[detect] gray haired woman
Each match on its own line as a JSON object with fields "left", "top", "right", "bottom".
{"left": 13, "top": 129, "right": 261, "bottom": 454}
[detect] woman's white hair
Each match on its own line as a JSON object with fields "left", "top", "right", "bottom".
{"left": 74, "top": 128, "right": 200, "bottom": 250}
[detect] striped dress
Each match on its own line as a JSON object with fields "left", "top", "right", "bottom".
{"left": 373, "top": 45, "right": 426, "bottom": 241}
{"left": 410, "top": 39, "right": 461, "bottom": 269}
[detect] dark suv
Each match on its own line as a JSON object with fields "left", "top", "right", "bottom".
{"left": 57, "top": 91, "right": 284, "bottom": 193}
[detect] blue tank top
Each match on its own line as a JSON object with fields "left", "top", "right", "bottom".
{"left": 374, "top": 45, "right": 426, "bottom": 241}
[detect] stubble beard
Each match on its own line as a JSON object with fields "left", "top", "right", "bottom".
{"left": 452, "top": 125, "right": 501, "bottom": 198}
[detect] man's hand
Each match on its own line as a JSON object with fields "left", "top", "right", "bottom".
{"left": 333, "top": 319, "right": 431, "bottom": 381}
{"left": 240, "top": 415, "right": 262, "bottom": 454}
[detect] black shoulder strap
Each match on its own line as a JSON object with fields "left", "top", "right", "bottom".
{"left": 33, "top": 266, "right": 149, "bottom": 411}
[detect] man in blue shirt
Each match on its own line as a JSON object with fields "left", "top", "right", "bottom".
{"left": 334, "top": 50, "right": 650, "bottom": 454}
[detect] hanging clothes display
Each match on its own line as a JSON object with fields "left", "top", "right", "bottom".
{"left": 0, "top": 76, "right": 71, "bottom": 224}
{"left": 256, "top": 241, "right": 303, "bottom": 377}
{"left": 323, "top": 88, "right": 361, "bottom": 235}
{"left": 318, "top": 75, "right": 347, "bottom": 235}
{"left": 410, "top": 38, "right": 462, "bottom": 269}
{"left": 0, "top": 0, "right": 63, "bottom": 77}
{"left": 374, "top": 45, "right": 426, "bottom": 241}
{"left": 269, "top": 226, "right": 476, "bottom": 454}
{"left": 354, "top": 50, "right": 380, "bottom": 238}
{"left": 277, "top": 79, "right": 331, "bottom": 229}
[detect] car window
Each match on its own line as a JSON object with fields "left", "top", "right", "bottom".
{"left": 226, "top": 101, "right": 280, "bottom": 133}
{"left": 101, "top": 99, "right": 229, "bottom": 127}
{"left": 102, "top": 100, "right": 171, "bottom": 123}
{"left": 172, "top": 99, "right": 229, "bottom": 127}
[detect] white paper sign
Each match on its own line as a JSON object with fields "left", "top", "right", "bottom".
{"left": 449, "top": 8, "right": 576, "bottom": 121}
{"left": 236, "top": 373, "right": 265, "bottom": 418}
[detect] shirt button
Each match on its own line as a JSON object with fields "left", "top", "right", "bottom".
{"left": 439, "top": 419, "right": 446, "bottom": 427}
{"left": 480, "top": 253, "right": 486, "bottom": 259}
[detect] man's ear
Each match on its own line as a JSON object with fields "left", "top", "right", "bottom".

..........

» **Task to complete**: The response should consist of all the entries, transcribed exactly.

» **Problem solution**:
[detect] gray haired woman
Each match on its own line as a JSON object with fields "left", "top", "right", "bottom".
{"left": 13, "top": 129, "right": 261, "bottom": 454}
[detect] woman's white hair
Each match on its own line as a JSON object with fields "left", "top", "right", "bottom".
{"left": 74, "top": 128, "right": 200, "bottom": 250}
[detect] striped dress
Each match on its own line as a JSON object with fields "left", "top", "right", "bottom".
{"left": 373, "top": 45, "right": 426, "bottom": 241}
{"left": 410, "top": 39, "right": 461, "bottom": 269}
[detect] dark suv
Each match on its own line as a JSON object with fields "left", "top", "right", "bottom".
{"left": 57, "top": 91, "right": 284, "bottom": 193}
[detect] blue tank top
Each match on its own line as a JSON object with fields "left", "top", "right", "bottom".
{"left": 374, "top": 45, "right": 426, "bottom": 241}
[detect] stubble beard
Each match on its own line as a JSON object with fields "left", "top", "right", "bottom".
{"left": 452, "top": 125, "right": 501, "bottom": 198}
[detect] man's hand
Each match on its own line as a JSON object with fields "left", "top", "right", "bottom".
{"left": 333, "top": 319, "right": 431, "bottom": 381}
{"left": 240, "top": 415, "right": 262, "bottom": 454}
[detect] black shoulder strap
Each match on its own line as a JSON object with fields "left", "top", "right", "bottom".
{"left": 33, "top": 266, "right": 149, "bottom": 411}
[detect] man in blue shirt
Each match on its own line as a JSON object with fields "left", "top", "right", "bottom".
{"left": 334, "top": 50, "right": 650, "bottom": 454}
[detect] hanging clothes display
Each match on its own line as a JSON object with fields "left", "top", "right", "bottom".
{"left": 0, "top": 76, "right": 71, "bottom": 224}
{"left": 256, "top": 241, "right": 303, "bottom": 377}
{"left": 323, "top": 88, "right": 361, "bottom": 235}
{"left": 318, "top": 75, "right": 347, "bottom": 235}
{"left": 410, "top": 38, "right": 462, "bottom": 269}
{"left": 0, "top": 0, "right": 63, "bottom": 77}
{"left": 374, "top": 45, "right": 426, "bottom": 241}
{"left": 269, "top": 226, "right": 476, "bottom": 454}
{"left": 354, "top": 50, "right": 380, "bottom": 238}
{"left": 277, "top": 79, "right": 331, "bottom": 229}
[detect] car window
Each match on its own line as a JSON object with fields "left", "top", "right", "bottom".
{"left": 226, "top": 101, "right": 280, "bottom": 133}
{"left": 101, "top": 99, "right": 229, "bottom": 127}
{"left": 102, "top": 100, "right": 171, "bottom": 123}
{"left": 172, "top": 99, "right": 229, "bottom": 127}
[detect] white paper sign
Each match on its own line as a JSON object with fields "left", "top", "right", "bottom".
{"left": 449, "top": 8, "right": 576, "bottom": 121}
{"left": 236, "top": 373, "right": 265, "bottom": 418}
[detect] shirt button
Each match on its own line as a JSON object with fields "left", "top", "right", "bottom".
{"left": 439, "top": 419, "right": 446, "bottom": 427}
{"left": 480, "top": 253, "right": 486, "bottom": 259}
[detect] man's ear
Each match on its own line as a JSON object with fields "left", "top", "right", "bottom".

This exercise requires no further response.